> DATA SUPPLIED
+++
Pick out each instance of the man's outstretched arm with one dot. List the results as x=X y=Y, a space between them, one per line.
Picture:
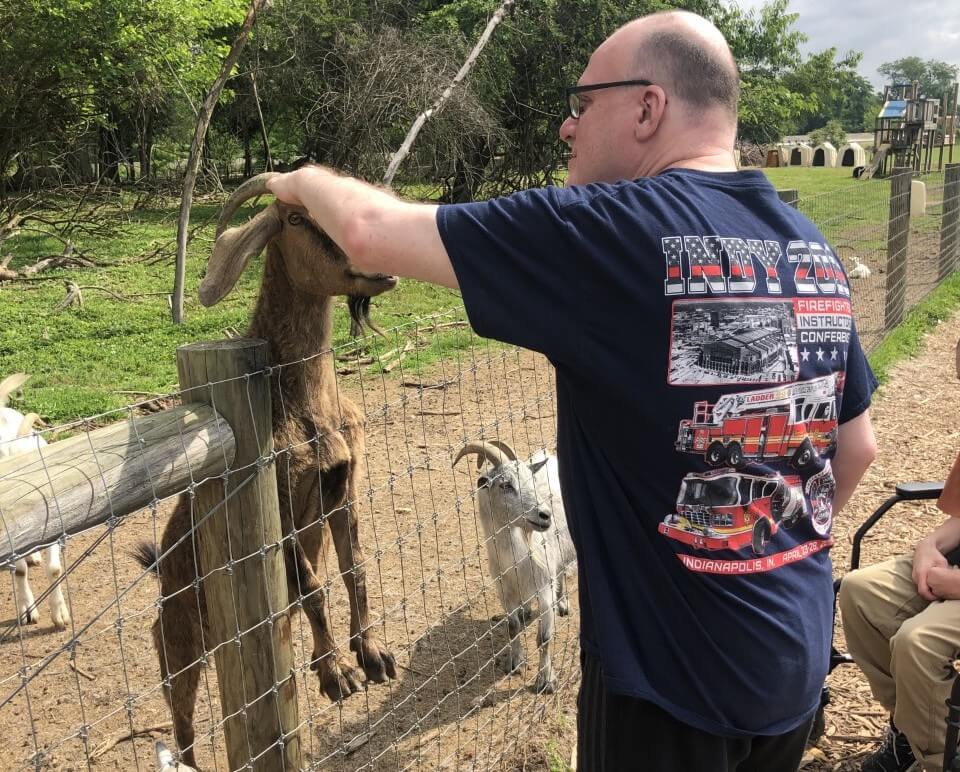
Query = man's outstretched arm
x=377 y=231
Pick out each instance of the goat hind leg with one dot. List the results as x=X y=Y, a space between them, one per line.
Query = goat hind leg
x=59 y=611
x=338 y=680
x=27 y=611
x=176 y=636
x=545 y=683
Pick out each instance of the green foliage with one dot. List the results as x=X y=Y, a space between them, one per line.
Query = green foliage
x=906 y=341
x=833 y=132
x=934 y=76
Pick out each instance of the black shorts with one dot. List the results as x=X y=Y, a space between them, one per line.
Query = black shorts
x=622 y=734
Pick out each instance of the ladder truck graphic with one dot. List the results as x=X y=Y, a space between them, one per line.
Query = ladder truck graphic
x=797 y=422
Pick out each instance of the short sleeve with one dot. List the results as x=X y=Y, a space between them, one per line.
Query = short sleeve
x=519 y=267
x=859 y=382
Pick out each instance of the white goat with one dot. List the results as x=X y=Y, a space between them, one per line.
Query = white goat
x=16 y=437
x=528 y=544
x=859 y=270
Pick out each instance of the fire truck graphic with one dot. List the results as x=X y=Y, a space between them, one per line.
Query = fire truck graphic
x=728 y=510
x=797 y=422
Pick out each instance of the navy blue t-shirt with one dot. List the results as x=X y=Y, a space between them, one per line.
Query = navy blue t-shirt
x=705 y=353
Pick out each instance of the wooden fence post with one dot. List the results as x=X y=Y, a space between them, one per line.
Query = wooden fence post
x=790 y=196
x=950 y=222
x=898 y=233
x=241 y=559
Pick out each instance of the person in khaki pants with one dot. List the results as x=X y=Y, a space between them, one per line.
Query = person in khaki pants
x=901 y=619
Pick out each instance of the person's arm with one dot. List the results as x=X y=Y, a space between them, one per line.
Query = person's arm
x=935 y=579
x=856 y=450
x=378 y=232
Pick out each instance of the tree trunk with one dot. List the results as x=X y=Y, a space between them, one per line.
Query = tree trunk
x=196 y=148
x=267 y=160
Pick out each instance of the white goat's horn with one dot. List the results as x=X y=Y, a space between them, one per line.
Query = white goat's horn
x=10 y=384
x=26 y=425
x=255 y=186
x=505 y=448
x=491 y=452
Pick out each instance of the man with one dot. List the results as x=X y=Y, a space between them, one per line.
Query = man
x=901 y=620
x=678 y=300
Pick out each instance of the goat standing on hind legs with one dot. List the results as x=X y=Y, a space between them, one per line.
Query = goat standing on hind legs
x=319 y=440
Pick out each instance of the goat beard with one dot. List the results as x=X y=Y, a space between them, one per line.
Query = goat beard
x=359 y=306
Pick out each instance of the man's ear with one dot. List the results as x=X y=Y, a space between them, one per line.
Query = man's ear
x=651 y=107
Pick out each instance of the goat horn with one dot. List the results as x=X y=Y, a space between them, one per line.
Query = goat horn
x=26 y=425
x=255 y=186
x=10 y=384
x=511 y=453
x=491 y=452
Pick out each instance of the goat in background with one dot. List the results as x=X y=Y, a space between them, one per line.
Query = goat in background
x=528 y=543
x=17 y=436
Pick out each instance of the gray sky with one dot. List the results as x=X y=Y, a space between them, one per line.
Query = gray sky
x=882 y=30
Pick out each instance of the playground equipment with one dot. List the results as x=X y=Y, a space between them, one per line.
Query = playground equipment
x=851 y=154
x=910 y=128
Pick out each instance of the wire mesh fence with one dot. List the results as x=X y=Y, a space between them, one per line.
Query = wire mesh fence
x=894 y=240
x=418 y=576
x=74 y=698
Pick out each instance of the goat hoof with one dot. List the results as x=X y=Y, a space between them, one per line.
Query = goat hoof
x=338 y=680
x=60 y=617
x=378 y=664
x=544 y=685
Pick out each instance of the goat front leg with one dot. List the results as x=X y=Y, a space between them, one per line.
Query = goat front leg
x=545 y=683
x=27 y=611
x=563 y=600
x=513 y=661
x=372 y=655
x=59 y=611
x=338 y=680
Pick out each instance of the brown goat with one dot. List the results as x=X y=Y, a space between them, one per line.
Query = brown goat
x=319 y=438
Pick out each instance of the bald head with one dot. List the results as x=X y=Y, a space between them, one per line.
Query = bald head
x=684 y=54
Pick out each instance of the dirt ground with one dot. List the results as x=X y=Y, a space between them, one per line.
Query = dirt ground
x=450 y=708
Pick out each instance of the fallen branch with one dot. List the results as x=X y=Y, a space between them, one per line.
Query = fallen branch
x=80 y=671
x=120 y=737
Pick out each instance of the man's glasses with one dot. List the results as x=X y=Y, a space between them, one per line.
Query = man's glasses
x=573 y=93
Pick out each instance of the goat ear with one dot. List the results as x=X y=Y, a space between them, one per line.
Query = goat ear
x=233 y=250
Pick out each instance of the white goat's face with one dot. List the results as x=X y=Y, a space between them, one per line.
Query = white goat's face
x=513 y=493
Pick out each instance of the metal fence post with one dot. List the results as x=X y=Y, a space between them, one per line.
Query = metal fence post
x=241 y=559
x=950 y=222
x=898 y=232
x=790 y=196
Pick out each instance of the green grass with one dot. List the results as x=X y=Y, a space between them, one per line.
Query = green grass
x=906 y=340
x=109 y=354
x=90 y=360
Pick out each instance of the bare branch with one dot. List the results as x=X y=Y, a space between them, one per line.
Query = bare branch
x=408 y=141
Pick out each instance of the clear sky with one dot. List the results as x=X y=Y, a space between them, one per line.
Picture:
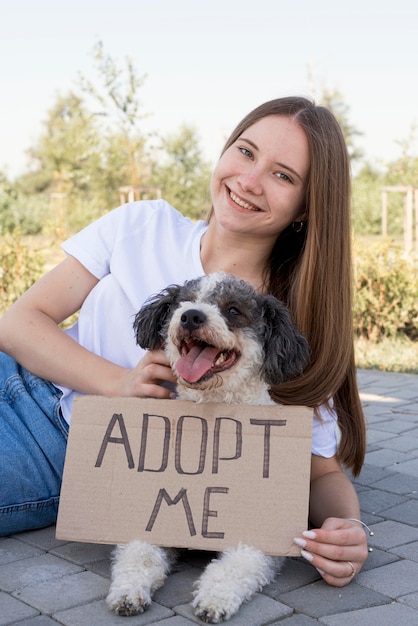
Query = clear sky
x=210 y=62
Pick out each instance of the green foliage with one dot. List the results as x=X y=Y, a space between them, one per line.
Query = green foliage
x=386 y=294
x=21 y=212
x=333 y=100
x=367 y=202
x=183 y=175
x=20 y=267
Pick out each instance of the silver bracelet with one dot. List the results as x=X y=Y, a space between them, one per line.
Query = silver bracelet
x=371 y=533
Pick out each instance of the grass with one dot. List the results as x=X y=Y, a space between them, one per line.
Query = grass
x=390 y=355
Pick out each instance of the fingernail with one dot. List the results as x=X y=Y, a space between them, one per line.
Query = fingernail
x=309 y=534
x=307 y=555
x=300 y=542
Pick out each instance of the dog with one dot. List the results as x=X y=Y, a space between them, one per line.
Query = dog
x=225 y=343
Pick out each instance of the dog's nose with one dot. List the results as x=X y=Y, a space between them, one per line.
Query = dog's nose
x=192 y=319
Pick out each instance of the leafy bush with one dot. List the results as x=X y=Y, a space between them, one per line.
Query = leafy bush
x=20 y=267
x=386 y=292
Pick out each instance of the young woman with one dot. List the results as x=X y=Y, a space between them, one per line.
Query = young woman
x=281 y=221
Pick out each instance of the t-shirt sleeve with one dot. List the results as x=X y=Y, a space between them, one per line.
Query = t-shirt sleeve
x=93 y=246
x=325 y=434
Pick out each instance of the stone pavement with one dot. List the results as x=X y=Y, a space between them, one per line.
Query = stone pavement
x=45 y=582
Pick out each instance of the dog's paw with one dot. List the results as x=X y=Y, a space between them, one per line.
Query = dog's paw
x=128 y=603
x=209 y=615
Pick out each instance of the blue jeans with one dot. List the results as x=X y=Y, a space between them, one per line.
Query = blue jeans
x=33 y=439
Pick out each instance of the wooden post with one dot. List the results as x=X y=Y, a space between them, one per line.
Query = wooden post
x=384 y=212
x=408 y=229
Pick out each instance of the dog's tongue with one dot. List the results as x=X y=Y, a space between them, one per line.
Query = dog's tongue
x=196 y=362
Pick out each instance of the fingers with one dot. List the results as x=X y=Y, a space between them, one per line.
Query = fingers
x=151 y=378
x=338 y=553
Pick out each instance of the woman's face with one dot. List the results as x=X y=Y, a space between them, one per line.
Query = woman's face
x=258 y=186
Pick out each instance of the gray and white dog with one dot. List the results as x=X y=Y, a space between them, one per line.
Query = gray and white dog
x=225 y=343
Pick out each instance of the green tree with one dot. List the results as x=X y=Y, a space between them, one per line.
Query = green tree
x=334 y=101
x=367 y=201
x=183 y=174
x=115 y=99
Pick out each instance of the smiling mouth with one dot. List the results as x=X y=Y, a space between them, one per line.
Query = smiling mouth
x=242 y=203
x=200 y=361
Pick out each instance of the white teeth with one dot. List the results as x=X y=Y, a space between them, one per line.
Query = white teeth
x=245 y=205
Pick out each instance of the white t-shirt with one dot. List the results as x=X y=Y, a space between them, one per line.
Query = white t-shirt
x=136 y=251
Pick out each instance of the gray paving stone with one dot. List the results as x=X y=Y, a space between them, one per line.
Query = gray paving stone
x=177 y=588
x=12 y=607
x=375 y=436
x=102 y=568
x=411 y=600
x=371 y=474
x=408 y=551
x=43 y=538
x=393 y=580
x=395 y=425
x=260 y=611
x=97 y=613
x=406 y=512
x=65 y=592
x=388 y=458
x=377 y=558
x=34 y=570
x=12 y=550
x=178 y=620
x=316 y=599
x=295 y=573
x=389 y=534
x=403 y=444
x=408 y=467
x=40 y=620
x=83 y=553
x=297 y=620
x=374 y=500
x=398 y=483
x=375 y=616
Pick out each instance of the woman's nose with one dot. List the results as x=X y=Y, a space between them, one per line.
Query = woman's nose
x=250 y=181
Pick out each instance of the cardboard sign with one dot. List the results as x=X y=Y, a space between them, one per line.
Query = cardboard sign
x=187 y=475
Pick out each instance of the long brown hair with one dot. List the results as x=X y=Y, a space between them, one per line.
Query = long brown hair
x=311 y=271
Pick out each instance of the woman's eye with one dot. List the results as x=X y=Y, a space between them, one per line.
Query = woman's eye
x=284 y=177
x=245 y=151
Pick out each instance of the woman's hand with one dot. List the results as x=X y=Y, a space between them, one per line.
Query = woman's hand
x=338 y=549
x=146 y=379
+++
> PROBLEM TO SOLVE
Format the records from the line with "Pick out each instance of the green tree" up to and including the line with "x=200 y=361" as a JSON list of strings, one string per line, with blank lines omitted.

> SOLUTION
[
  "Pick out each instance of the green tree with one dot. List the results as x=X y=Y, a space between them, one per line.",
  "Query = green tree",
  "x=334 y=101",
  "x=367 y=201",
  "x=183 y=174",
  "x=115 y=99",
  "Pick out each instance of the smiling mouth with one dot. List the results as x=X y=Y, a space between them, one per line.",
  "Query = smiling mouth",
  "x=242 y=203",
  "x=200 y=361"
]